> _Work to complete_: Format the data below as a numbered list, omitting any blank lines.

> _Data provided_:
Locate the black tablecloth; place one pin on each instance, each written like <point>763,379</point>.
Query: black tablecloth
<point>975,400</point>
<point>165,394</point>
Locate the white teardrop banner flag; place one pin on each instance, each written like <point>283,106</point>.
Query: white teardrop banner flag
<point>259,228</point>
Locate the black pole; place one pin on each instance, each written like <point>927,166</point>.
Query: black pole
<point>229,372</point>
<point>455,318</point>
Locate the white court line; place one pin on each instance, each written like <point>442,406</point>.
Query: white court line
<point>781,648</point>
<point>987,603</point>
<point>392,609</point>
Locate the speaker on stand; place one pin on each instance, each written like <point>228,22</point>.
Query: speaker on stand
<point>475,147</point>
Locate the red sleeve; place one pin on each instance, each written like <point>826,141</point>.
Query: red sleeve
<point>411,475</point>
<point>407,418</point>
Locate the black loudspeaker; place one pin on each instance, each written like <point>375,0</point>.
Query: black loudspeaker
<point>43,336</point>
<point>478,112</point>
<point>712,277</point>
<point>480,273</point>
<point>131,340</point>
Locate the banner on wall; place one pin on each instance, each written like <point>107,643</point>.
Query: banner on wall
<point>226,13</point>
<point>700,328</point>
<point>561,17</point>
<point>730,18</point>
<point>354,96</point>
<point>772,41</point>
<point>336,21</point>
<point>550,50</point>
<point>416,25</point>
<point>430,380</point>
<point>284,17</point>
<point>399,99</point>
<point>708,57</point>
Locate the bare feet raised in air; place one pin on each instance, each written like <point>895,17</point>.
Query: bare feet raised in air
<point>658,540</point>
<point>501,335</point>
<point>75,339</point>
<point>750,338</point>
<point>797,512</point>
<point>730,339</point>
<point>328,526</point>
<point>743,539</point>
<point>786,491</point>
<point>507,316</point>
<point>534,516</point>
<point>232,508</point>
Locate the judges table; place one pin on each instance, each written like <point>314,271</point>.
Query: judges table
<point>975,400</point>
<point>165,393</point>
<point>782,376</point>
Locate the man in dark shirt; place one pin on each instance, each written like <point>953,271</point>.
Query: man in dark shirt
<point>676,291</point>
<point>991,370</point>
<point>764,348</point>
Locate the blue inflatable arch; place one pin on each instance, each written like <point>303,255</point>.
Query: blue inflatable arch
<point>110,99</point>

> _Solution for this problem_:
1. Locate the black tablecloth; place one pin on each instance, each written like <point>763,379</point>.
2. Query: black tablecloth
3. <point>975,400</point>
4. <point>165,394</point>
5. Locate the white teardrop banner flag; place one pin on each instance, each written like <point>283,106</point>.
6. Query: white teardrop banner flag
7. <point>259,228</point>
8. Locate the black pole; place one pin on each instance, each written like <point>927,166</point>.
9. Query: black pole
10. <point>229,372</point>
11. <point>455,318</point>
12. Locate the white court line; place one pin on each instance, each written like <point>442,406</point>.
13. Query: white court line
14. <point>781,648</point>
15. <point>987,603</point>
16. <point>392,609</point>
17. Locate the speaker on stand; place one pin on each instance, each written like <point>228,22</point>.
18. Query: speaker on stand
19. <point>475,147</point>
20. Locate the red sleeve; place one pin on each instance, each written like <point>826,141</point>.
21. Query: red sleeve
22. <point>411,475</point>
23. <point>407,418</point>
24. Locate the black loudspeaker; place one pin on each instance, each written like <point>375,0</point>.
25. Query: black loudspeaker
26. <point>43,336</point>
27. <point>478,112</point>
28. <point>712,277</point>
29. <point>480,273</point>
30. <point>131,340</point>
31. Locate the banner on wall; place one pin on each instance, each written like <point>107,643</point>.
32. Query: banner on wall
33. <point>226,13</point>
34. <point>700,328</point>
35. <point>561,17</point>
36. <point>730,18</point>
37. <point>354,96</point>
38. <point>772,41</point>
39. <point>336,21</point>
40. <point>550,50</point>
41. <point>416,25</point>
42. <point>430,380</point>
43. <point>284,17</point>
44. <point>399,99</point>
45. <point>708,57</point>
46. Locate the bare feet raised in air; place one pin on each instance, each written like <point>895,17</point>.
47. Query: bare feet raised in air
48. <point>658,540</point>
49. <point>501,335</point>
50. <point>75,339</point>
51. <point>750,338</point>
52. <point>797,512</point>
53. <point>730,339</point>
54. <point>328,526</point>
55. <point>743,539</point>
56. <point>786,491</point>
57. <point>507,316</point>
58. <point>534,516</point>
59. <point>232,508</point>
60. Locate the judges table; place one pin on each instance, each written like <point>314,271</point>.
61. Query: judges table
62. <point>975,400</point>
63. <point>165,393</point>
64. <point>782,376</point>
65. Locate the man in dark shirt; place one pin on each instance, each written like <point>953,271</point>.
66. Query: man in dark shirt
67. <point>676,291</point>
68. <point>991,370</point>
69. <point>764,348</point>
70. Locate the blue inflatable arch; place one pin on each instance, each written like <point>303,255</point>.
71. Query: blue inflatable arch
72. <point>110,99</point>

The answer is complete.